1 Introduction

Currently, traditional media is experiencing a major shift towards social media. At the same time, interaction via social media is to an increasing degree enriched with images and videos, as seen during the Arab Spring in the Middle East in 2012 or the Boston Marathon Bombings on April 15, 2013. This combination gives rise to a new type of content, which is being called social multimedia.

One key trigger for this trend is the capability to upload and distribute images and videos over the Internet minutes after such incidents happen on video-sharing platforms like YouTube or Vimeo. This is possible due to the availability of broadband Internet, the low price of storage, and the omnipresence of camera-equipped mobile devices. It allows people to record, publish, and share digital images and videos without notable effort. This ubiquity of visual content conveys much about our thinking and feeling, in that it reflects our personal lives and ourselves as a society.

Fig. 1
figure 1

An illustration of the proposed concept detection approach. An unknown video clip is analyzed to automatically identify different types of labels: trending topics (pink), concepts (blue), and sentiment (green)

▸ GIVEN INSTRUCTION 1
In the introduction on social multimedia, restate the passage from "1 Introduction" to "called social multimedia.", renaming "traditional media" as "print journalism".
▸ GIVEN INSTRUCTION 2
Write what follows the last sentence of the introduction on social multimedia.

▸ RECORDS PROVIDED

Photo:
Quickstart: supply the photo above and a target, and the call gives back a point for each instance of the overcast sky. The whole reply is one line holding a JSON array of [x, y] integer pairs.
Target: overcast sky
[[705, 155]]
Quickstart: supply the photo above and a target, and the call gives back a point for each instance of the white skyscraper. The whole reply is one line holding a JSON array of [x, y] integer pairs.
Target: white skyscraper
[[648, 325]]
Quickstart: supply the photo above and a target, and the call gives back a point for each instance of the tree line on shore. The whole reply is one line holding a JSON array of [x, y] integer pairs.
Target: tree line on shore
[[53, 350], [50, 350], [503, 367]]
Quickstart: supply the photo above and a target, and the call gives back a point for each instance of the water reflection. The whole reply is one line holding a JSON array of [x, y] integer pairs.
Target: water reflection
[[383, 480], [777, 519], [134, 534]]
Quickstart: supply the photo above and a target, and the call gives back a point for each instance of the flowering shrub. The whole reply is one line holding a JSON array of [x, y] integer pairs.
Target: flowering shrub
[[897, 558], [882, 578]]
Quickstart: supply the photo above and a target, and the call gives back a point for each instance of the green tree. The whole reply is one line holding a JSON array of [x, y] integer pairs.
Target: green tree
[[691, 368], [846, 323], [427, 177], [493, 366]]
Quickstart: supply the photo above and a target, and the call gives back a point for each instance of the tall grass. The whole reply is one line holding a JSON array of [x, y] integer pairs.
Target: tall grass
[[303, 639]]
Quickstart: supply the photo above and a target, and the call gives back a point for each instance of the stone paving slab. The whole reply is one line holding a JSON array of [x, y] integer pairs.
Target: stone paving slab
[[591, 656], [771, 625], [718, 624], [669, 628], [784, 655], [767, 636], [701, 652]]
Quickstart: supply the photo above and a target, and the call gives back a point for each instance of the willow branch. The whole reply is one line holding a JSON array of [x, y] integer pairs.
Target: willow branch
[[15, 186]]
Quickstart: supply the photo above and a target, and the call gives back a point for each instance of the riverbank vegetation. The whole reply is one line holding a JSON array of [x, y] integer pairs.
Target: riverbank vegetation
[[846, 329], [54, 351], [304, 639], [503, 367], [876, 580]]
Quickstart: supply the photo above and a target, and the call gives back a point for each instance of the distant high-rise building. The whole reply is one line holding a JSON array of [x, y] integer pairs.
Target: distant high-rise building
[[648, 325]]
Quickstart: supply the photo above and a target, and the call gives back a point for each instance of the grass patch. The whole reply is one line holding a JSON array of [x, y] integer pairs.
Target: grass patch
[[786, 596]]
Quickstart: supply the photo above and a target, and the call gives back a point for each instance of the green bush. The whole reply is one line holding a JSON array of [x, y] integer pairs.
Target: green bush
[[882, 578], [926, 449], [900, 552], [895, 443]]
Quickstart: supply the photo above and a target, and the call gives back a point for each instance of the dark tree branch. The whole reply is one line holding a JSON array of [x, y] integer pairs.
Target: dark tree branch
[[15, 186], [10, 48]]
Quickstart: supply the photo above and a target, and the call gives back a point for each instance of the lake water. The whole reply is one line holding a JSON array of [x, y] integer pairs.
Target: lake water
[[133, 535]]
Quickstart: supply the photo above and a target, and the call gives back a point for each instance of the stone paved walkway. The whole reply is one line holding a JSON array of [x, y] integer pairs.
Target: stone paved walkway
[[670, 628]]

▸ FINAL ANSWER 1
1 Introduction

Currently, print journalism is experiencing a major shift towards social media. At the same time, interaction via social media is to an increasing degree enriched with images and videos, as seen during the Arab Spring in the Middle East in 2012 or the Boston Marathon Bombings on April 15, 2013. This combination gives rise to a new type of content, which is being called social multimedia.

▸ FINAL ANSWER 2
Fig. 2
figure 2

a For each day, the top trending topics are identified by aggregating feeds from Google, Wikipedia, and Twitter, and trend scores are computed. b Individual trend scores for the topic “Olympics 2012” during summer 2012. c The trend scores for the 23 most prominent trends for September 2011–March 2012, plotted over time

Unfortunately, this content is of little use if it is not accessible to users, e.g., by allowing users to retrieve videos by keyword-based search. However, keyword-based search requires each individual video to be annotated with a set of keywords describing its content. Given the vast amount of video content being created nowadays (YouTube, for example, stores about 100 hours of video content every minute) this poses an impossible task for human annotators.

Worse, as naturally as humans can perceive their surroundings visually, this undertaking is quite challenging for machines. This lack of correspondence between the low-level features that machines can extract from videos (i.e., the raw pixel values) and the high-level conceptual interpretation a human associates with perceived visual content is referred to as the semantic gap [6].

In recent years, great effort has been spent on content-based methods directly analyzing the video stream to bridge this gap. Following this line of research, the thesis focuses on concept detection [7], the task to detect semantic concepts in visual content. Given an input video clip, concept detection systems use statistical learning to infer the presence of a target concept by calculating its probability of appearance from low-level features extracted from the content. For this purpose, the set of all concepts—or concept vocabulary—should cover a broad spectrum of entities, such as objects (“chair”, “telephone”), scene types (“cityscape”, “desert”), and activities (“interview”, “people singing”), requiring concept detection systems to provide detectors for hundreds or even thousands of target concepts.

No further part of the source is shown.